## Problem requirements
Every line of the listing below is to be duplicated exactly, with the pictures left out.

## Source material
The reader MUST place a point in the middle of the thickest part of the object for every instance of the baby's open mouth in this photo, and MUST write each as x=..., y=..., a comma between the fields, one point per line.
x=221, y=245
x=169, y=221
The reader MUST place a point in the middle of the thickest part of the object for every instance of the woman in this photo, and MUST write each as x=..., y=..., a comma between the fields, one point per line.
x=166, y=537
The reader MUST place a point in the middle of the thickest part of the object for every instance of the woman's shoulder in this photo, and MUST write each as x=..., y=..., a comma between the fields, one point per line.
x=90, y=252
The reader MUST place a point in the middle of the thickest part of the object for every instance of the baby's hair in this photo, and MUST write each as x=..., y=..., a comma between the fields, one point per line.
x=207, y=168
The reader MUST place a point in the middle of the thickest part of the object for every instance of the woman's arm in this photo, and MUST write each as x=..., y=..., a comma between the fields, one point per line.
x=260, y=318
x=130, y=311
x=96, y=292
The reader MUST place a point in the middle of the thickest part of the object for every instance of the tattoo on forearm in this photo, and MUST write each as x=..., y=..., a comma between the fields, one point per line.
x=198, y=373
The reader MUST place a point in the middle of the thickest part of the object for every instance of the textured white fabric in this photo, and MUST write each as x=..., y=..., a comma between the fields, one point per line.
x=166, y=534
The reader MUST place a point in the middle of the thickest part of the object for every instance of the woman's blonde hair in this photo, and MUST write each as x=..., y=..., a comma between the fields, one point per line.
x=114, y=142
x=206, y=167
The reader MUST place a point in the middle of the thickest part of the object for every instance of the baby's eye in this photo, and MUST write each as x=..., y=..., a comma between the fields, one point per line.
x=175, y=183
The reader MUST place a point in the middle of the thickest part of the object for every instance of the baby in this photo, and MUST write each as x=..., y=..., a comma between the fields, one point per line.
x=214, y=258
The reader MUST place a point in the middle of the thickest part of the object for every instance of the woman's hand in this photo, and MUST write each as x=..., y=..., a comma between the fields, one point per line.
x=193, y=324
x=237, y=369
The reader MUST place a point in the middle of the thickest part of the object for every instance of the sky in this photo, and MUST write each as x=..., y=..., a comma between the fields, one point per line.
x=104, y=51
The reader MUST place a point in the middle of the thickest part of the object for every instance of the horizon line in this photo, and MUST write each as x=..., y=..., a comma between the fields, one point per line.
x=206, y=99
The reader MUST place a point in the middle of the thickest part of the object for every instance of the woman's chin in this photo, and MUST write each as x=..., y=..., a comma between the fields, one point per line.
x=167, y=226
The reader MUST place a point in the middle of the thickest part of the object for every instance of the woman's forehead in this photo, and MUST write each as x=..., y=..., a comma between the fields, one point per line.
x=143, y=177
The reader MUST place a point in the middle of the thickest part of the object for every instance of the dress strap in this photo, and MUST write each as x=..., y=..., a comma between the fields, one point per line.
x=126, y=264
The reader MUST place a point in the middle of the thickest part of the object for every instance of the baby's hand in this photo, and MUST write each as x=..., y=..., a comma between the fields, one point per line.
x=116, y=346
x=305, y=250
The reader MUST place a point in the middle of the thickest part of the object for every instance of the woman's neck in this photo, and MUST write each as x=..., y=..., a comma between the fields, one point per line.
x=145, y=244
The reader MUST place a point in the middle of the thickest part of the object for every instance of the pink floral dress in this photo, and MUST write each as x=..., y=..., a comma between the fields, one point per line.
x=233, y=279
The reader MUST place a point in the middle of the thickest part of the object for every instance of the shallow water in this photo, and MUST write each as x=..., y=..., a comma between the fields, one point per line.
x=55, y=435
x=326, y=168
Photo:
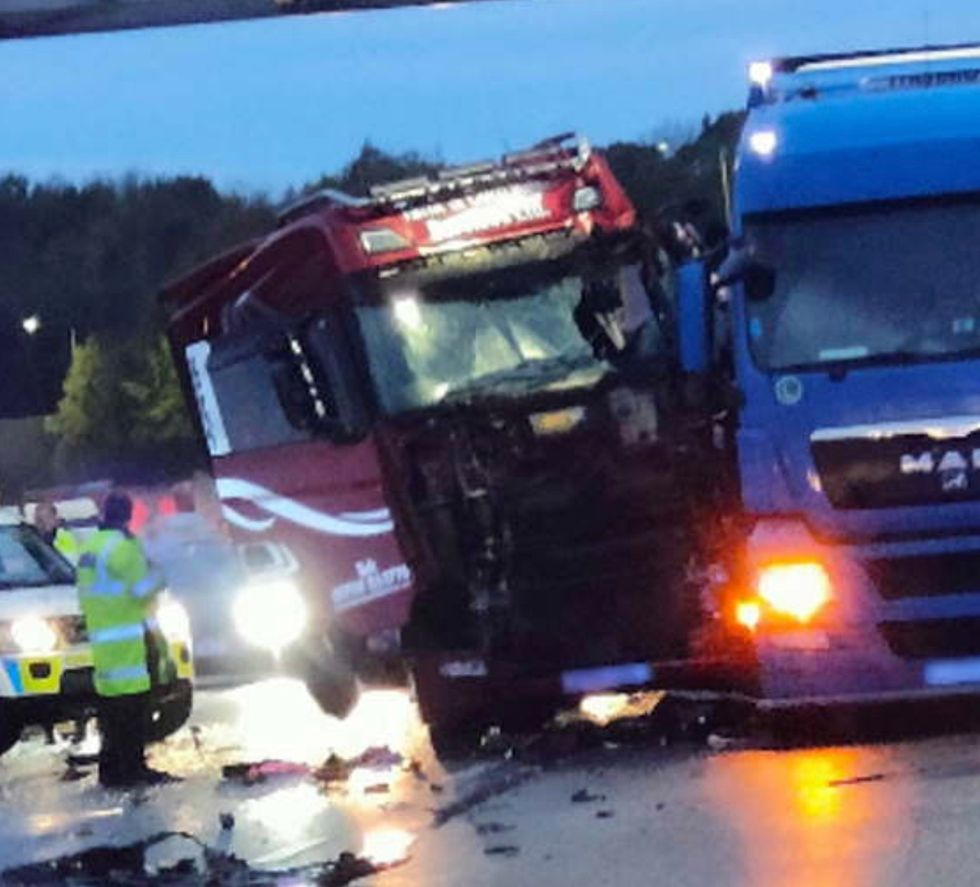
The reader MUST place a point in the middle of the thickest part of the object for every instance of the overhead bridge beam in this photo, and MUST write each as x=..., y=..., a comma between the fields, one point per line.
x=42, y=18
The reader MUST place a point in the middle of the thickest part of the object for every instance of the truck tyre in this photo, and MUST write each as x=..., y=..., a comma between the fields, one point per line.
x=170, y=714
x=332, y=683
x=11, y=727
x=454, y=741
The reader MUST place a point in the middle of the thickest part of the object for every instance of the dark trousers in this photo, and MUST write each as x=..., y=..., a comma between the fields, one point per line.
x=122, y=722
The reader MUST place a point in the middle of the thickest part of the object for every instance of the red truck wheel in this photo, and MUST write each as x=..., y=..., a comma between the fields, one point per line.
x=11, y=727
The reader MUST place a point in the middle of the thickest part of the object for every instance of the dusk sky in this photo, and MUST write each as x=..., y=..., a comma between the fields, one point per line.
x=266, y=104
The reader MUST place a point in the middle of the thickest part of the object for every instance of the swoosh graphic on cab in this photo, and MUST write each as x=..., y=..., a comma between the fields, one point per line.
x=356, y=523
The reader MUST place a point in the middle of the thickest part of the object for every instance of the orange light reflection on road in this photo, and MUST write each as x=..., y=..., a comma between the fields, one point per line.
x=381, y=718
x=604, y=707
x=798, y=824
x=387, y=846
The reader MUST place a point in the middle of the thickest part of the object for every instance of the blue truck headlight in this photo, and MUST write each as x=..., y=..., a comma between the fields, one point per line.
x=270, y=615
x=799, y=590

## Solution for this task
The reader MUST place a point in the middle of the thickest part of the object for every instance of the baby's open mouth in this photo, and MUST write each as x=..., y=..., a comma between the fields, one point per line.
x=221, y=245
x=169, y=221
The reader MUST place a point in the middle of the thickest part of the object for every instance of the woman in this photo, and MUST write each as x=..., y=..., a comma between the fields, one point per line.
x=166, y=537
The reader MUST place a point in the middle of the thickest part of the object for every instance of the woman's shoulder in this photo, and MUST write each as x=..., y=..., a comma between the fields, one point per line.
x=90, y=252
The reader MUST place a point in the middle of the thickest part of the object for every instance of the baby's hair in this photo, and MUST write each as x=..., y=..., a comma between the fields, one point per line.
x=207, y=168
The reader MUST place a point in the middle of the thickest part of the object for every instance of the woman's arm in this photo, and MUST write each as x=..., y=..., a comma between the fields, one point per line.
x=260, y=318
x=130, y=311
x=96, y=292
The reader MUST place a point in the middle of the thickest part of the object for every instance of the tattoo on forearm in this photo, and MUST write each as x=..., y=..., a comma between the fields, one point per line.
x=198, y=373
The reader MUST place a point in the middle of the thickest part of the object for every instance of the textured white fabric in this photo, and MUST write each as x=..., y=..., a comma between the fields, one point per line.
x=166, y=534
The reader MUST place a point in the middle of the thickest part of the object for every instance of the woman's blonde hair in this photo, and MUST write each as x=..., y=..., a comma between the fields, one point per line.
x=114, y=142
x=206, y=167
The reader MUST place a point in the middle of the thickest part of the object for every instance of the baby's eye in this photo, and MUST write each as x=..., y=..., a comma between the fields, one point per line.
x=175, y=183
The reader MUST place a point in the middle of the thickest part of the object for every instance of the baby in this photo, and MUST write each as x=..., y=..., a comma between the fields, one point per line.
x=214, y=258
The reader MUST place a point in the middle of the thickest part of the object for every instance of the woman's hand in this photo, and MUST write each as x=..., y=..., a comma between the fields, one point per line.
x=193, y=324
x=237, y=369
The reader MUST place a point in the middle of the thickest part of the object for every instance of the sky in this photo, and MUST write each as x=..., y=..., a comma between the fields, one point per line.
x=104, y=51
The reader MUST place a point in the middle of the thickest part of the object for every instance of the horizon line in this photo, and MUST write each as x=..., y=..., a comma between the fields, one point per line.
x=206, y=99
The reader MUST place a point in the middle of the thickest part of the object for every instance of the woman's chin in this photo, and MUST write each as x=..., y=..., a comma between the fields, one point per line.
x=167, y=226
The reader MUST place a point in the middle of the thickest part of the object for every instance of the woman's forehead in this photo, and MUST write each as x=..., y=..., a comma between the fields, one point per line.
x=143, y=177
The reader MUST place a point in the middle of the thickest part of the object for every instance of the dress strap in this photo, and MUST write each as x=..., y=..., a comma between the fields, one point per line.
x=126, y=264
The reader MUST place a point in the middle of the thickest part of the object for every instance of the baby's hand in this photo, and MUST write each as x=..., y=..., a comma between the fields, one point per line.
x=116, y=346
x=305, y=250
The reader MUST place a point in the middle of the thickest part of the object for every instance of the woman's neck in this photo, and MUST write each as x=..., y=..., a comma between the fields, one point per line.
x=145, y=244
The reader MUST place a point in the middle of the thickest part of the object for every instance of the pink floral dress in this photo, and MUST write each as x=..., y=..., a comma between the fields, one point per line.
x=233, y=279
The reader MUST place a point in the middle of the thickest part of the object for every instance of the shallow water in this photo, and MUST write each as x=..., y=..., a comma between the fields, one point per line.
x=55, y=435
x=326, y=168
Photo:
The reader MUST place a point in the middle of the thickest part of the object for every instance of the overhead bridge beam in this photo, and MUST write each as x=..., y=..., a comma between the fields, one point per line.
x=42, y=18
The reader MUST place a point in the middle of the thickest part of the object for every instance of the truck tyre in this photo, and MUST write each as x=..., y=..., a comma between the fields, one point per line.
x=170, y=714
x=332, y=683
x=11, y=727
x=454, y=741
The reader MUST place a point in the middle of the thickest part of the object for every instance of the dark trousers in this photo, and MUST write each as x=..., y=..., a comma between the fields, one point per line.
x=122, y=722
The reader MUST place a point in the middle of the thickest part of the object for every instance of the red truck wheel in this photo, and MUST write each as x=..., y=..., a comma between the fields, one point per line.
x=11, y=727
The reader MUST place a point in the middle of the thickest part of the object for every instance of the dusk sky in this photo, and MUST write each as x=..., y=..., a comma between the fields, one point per line.
x=266, y=104
The reader MUST place a point in the middle of the thickest part of the object for every instance of the swoosh graphic on cab in this photo, and MUST write each as x=..., y=..., a comma between the fields, one point per line.
x=356, y=523
The reader MUST place a point in the middle of the thickest part of the object for every instance of the orange light reflection on road in this photo, and MUST write each as x=..., y=..., a comma between the fields, one point per line.
x=381, y=718
x=604, y=707
x=798, y=824
x=387, y=846
The reader MUST place a point in the middle of the thickest part of the object for every instance of the blue truck headlight in this photo, and MUST write each as x=..., y=..., a comma between the fields, one point per line.
x=270, y=615
x=799, y=590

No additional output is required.